### Stored data:
== == ==

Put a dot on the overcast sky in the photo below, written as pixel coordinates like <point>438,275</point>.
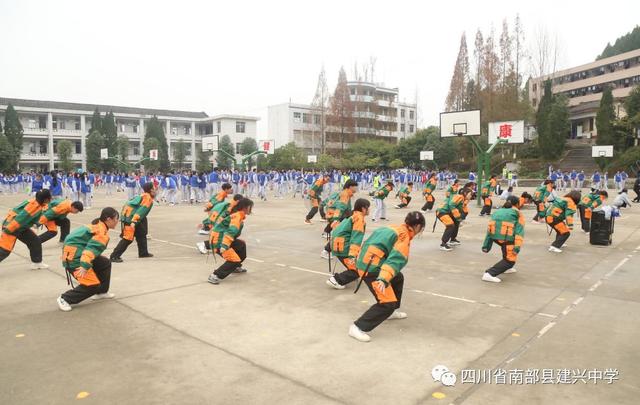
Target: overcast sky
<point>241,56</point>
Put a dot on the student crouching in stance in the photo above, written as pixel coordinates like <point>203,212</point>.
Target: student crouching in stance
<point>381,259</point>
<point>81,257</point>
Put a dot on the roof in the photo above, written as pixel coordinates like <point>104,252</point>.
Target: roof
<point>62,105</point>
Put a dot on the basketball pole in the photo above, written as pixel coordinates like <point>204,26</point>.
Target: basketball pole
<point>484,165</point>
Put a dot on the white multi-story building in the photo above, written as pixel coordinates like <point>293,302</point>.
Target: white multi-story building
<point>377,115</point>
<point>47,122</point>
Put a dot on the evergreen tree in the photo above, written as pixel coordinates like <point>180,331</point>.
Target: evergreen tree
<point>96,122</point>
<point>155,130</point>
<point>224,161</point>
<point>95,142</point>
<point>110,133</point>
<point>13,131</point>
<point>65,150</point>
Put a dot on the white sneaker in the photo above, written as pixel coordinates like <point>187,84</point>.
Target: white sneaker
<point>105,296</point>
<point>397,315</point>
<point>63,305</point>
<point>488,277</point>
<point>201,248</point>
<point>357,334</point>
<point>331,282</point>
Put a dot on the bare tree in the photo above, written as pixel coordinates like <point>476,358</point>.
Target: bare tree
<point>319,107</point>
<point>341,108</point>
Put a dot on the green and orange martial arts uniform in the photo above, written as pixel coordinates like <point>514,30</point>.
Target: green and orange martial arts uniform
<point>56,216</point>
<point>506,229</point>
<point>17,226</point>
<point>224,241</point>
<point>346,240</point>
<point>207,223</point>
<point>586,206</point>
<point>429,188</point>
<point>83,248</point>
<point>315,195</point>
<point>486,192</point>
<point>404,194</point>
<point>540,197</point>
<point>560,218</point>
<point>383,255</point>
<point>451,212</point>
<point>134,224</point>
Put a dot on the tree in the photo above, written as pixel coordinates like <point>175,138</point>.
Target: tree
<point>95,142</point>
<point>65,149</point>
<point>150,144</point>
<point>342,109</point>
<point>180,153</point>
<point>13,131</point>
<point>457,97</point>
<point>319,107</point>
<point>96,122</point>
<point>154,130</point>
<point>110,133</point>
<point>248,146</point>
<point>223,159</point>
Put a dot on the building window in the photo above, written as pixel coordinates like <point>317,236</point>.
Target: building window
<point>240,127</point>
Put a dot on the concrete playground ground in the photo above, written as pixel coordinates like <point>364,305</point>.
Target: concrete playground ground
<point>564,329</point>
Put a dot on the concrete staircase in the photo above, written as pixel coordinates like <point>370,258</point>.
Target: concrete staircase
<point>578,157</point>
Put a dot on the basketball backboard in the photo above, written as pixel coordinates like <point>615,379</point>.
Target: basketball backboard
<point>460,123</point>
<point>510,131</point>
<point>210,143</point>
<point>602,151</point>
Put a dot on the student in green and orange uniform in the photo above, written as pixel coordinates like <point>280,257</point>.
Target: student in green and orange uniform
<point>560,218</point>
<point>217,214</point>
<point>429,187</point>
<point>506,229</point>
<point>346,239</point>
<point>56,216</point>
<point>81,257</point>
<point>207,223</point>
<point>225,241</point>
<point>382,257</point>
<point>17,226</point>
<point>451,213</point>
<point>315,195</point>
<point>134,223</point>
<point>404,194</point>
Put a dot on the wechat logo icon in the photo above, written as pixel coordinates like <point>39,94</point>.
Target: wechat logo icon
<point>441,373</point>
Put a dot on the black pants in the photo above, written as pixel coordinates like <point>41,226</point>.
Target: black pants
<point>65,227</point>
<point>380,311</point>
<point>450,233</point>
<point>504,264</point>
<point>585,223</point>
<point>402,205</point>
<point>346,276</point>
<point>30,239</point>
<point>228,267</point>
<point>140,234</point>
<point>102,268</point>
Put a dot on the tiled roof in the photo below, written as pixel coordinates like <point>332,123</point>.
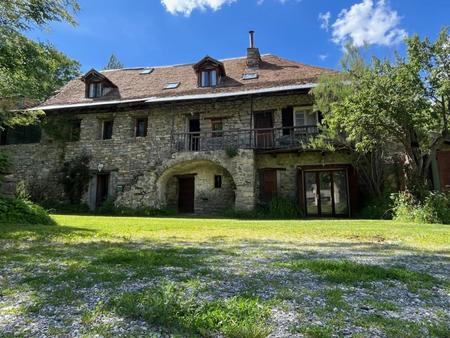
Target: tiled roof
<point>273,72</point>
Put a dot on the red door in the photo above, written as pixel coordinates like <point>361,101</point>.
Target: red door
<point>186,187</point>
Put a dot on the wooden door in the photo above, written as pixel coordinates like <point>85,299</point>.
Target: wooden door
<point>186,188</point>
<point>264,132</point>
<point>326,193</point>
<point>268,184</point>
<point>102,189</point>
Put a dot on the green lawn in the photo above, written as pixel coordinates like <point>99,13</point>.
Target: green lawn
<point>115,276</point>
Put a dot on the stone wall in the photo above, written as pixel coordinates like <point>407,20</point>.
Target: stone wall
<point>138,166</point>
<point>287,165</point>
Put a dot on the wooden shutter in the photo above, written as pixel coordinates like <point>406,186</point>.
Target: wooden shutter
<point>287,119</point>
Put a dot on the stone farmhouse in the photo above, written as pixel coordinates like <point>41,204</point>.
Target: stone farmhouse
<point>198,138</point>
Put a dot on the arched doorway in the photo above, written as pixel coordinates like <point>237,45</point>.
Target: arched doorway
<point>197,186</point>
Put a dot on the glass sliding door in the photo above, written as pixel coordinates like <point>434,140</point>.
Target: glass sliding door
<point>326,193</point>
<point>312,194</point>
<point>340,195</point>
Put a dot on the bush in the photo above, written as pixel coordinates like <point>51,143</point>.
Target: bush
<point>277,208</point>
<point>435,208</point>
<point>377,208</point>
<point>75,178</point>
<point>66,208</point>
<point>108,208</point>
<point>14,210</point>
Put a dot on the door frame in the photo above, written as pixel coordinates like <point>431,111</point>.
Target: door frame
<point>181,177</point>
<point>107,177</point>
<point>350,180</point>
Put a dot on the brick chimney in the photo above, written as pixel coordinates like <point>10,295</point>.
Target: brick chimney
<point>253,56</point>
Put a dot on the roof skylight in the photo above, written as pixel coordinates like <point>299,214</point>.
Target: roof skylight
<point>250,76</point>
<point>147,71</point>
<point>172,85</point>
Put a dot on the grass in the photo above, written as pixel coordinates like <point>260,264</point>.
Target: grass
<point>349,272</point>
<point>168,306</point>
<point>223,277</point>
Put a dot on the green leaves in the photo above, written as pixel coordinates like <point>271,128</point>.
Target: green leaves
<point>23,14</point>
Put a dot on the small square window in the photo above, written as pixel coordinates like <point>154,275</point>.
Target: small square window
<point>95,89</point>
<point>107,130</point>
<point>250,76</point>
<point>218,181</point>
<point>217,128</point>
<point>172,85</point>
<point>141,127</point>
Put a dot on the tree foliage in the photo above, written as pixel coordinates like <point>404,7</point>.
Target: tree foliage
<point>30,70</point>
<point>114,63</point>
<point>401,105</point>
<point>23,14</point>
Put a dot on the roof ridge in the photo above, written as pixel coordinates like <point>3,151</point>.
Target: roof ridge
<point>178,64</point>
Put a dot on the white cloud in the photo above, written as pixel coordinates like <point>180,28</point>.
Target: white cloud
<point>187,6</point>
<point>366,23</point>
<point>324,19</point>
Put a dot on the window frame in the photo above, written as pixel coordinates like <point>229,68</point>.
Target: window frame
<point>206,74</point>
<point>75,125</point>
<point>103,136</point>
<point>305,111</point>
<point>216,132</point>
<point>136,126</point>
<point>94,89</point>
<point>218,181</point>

== == ==

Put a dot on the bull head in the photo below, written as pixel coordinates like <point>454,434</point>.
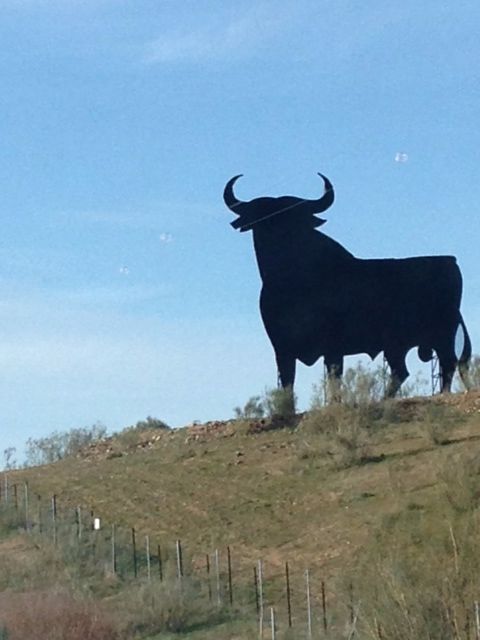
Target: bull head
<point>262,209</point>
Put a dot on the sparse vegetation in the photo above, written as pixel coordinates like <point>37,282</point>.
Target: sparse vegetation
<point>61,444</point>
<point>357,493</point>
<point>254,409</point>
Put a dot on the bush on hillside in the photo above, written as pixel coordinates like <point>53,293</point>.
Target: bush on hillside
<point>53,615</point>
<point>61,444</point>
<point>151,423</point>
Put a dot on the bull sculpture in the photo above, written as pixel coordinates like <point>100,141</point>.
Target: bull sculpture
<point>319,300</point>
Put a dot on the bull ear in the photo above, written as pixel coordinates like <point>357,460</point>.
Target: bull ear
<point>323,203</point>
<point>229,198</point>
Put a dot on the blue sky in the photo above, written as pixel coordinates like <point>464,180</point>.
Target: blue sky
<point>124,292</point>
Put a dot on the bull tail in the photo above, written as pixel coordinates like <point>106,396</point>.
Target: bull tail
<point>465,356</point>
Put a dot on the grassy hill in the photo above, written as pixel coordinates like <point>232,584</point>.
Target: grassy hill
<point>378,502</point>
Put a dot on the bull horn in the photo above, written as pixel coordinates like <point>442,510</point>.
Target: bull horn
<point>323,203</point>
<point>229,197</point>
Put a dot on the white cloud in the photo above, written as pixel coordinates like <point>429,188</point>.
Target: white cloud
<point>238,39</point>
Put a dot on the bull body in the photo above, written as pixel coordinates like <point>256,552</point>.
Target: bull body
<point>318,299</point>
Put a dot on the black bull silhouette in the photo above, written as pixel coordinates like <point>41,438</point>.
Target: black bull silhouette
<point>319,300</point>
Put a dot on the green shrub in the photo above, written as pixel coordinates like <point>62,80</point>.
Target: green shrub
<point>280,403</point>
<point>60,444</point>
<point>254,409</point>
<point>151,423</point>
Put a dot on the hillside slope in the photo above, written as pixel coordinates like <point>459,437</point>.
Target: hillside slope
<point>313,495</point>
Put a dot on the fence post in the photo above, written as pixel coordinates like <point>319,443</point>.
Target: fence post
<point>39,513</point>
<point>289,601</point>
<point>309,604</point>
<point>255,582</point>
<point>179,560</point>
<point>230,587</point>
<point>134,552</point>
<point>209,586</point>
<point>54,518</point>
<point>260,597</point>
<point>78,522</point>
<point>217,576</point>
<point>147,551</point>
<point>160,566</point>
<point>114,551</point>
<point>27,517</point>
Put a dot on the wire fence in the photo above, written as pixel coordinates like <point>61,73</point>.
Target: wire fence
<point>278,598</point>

== == ==

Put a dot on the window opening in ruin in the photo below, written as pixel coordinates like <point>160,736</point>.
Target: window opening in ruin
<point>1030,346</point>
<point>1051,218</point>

== == ==

### Description of the task:
Produce only the lines from the line containing "Put a dot on the grass in" through the line containing "Put a dot on the green leaves", inclusive of both, exactly as they stand in the entries above.

### Answer to the problem:
Put a dot on the grass in the photo above, written as pixel coordinates like <point>260,264</point>.
Target: grass
<point>349,272</point>
<point>168,306</point>
<point>223,277</point>
Put a dot on the green leaves in the photo above, written as pixel coordinates like <point>271,128</point>.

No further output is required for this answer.